*PROMPT*:
Write the next part of the post about a young mom envying her neighbor, picking up right after its final sentence, "Clearly, she had enough of it."

*PAGE TEXT*:
──────────────────────────────

I’m a young mom. I had my third child just after my 21st birthday. Because of my age, I tend to doubt my parenting abilities. I know I’ve made plenty of mistakes, and thanks to a combination of DNA and my inability to cope with normal situations, I’m fairly certain my children will need massive amounts of therapy later in life. But I do my best, I try to follow my heart and go with my instincts. Still, some days it just doesn’t feel enough.
I see all these other moms who have it all together. Their children are well behaved, always nicely dressed, and their house is forever spotless. I gave up long ago trying to be that perfect mother, it’s just not going to happen. But it doesn’t stop me from wondering how they mange to do it. My neighbor is a prime example of this. She has twins about my oldest son’s age, and an adorable 3 year old. They are so well behaved! The first week we moved here, the oldest boy came over and introduced himself, then asked if my son could come play. He had impeccable manners, and I just couldn’t get over it. The 3 year old will play outside and never cross the invisible line of his property. They have several dogs and a busy lifestyle and their house is where all the neighborhood children seem to flock to. I watch in awe from my front porch as this mother handles it all so gracefully.
Why can’t that be me?
So today, I sneaked out to the porch for a little quiet time. I could hear my children inside arguing, playing, doing anything but the chores they were assigned. I watched this mother across the street as she cleaned out her garage. She was purging everything in sight, the kids were helping, the dogs were quietly watching. I envied her. I have a hard time purging, and an even harder time getting my family to help. And I can’t think of a single time my dog has ever sat outside, quietly observing the action.
Then it happened. She sent her son in for a marker as she continued to work. He came back several times asking where to look, what kind she wanted, why did he have to do it….he was sounding more and more like my own children. Clearly, she had enough of it.

──────────────────────────────

[Spatial localization data]
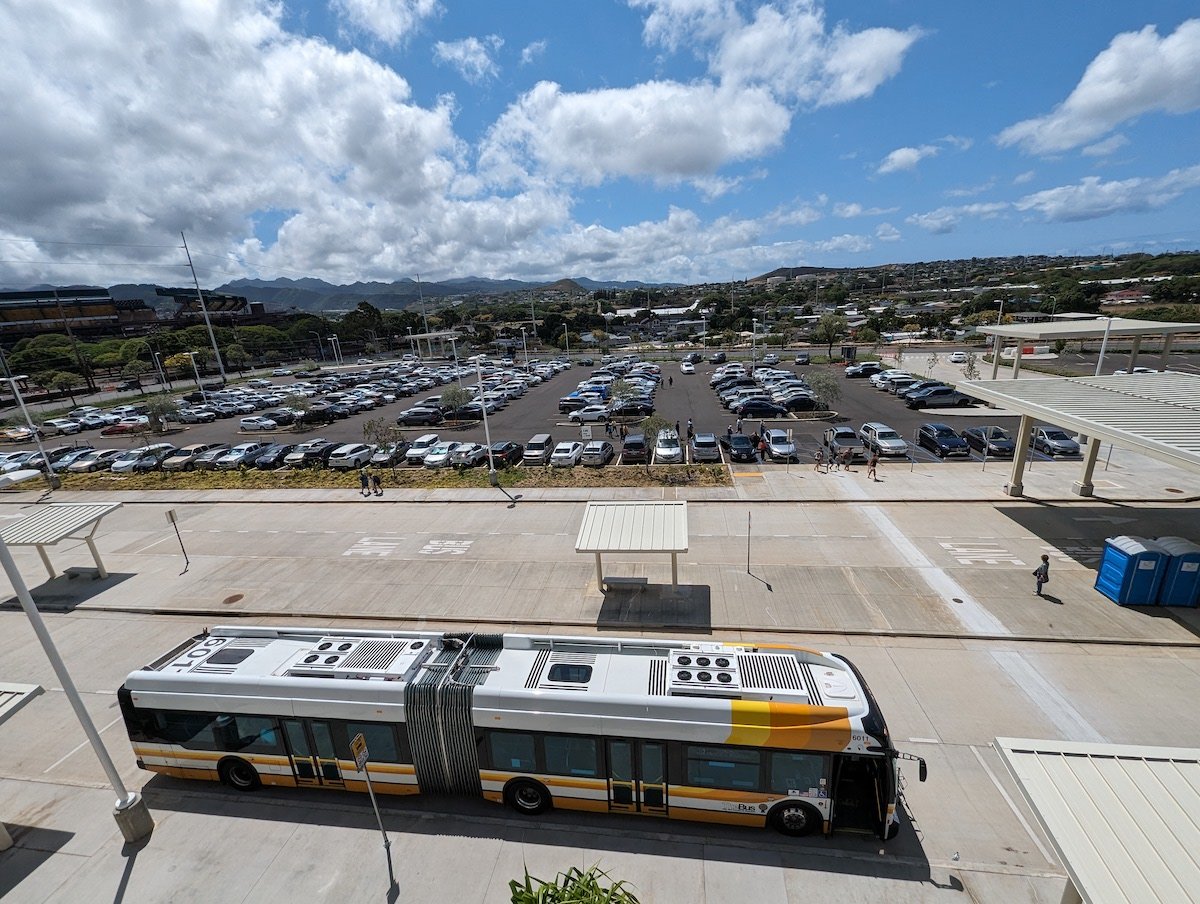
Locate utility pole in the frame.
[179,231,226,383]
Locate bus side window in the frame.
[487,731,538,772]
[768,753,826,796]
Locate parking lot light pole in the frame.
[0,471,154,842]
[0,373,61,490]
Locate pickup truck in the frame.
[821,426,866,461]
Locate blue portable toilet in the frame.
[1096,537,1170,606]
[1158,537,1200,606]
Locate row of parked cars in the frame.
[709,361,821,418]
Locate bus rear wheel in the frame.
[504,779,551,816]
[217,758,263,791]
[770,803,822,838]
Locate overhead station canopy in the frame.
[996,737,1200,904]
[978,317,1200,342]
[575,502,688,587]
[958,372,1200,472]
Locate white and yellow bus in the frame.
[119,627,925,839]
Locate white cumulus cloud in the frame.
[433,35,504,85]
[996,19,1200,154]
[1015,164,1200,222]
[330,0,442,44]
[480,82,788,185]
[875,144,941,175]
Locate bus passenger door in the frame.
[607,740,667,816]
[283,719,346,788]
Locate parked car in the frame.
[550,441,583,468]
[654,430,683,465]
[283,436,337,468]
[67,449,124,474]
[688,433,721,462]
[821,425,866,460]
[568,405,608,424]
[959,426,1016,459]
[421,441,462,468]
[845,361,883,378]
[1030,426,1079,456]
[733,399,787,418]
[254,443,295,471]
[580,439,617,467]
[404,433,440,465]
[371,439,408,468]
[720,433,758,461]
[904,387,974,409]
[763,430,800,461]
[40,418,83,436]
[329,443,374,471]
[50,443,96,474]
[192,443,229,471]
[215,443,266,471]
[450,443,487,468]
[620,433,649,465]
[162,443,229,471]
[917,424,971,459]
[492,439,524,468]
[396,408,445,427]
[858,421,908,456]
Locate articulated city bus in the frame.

──────────────────────────────

*RESPONSE BOX*:
“Just bring me a freakin marker!” she shouted from the driveway. My jaw hit the floor. This perfect mother whom I had admired from a distance for the past three years suddenly sounded just like me! She became frustrated at her child and she lost it for a moment! It was the most glorious thing I’d ever witnessed!
Perhaps she wasn’t the perfect mother I thought she was. Perhaps she was just just like the rest of us, doing her best and occasionally losing it a bit. Perhaps I wasn’t alone. Perhaps we are all battling this job of motherhood the only way we know how.
She went back to work, laughing with her children, none the wiser of my silent revelation across the street. But I felt a weight lifted off my shoulders. The weight of all those perfect TV moms. The weight of a permanently clean house. The weight of perfect children.
I don’t know about you, but I think my children are pretty darn perfect just the way they are. And at the end of the day, it doesn’t matter if I dusted the ceiling fans or washed all the windows. What my children will remember is what we played together, how we laughed together, and the time spent cuddling together. I don’t have to always have it together. My children are happy, healthy, well fed and cared for. And above all else, they are loved more than they will ever know.
So thank you, neighbor lady, for yelling “freakin” in a moment of weakness. It made my failures and moments of weakness seem so much more normal.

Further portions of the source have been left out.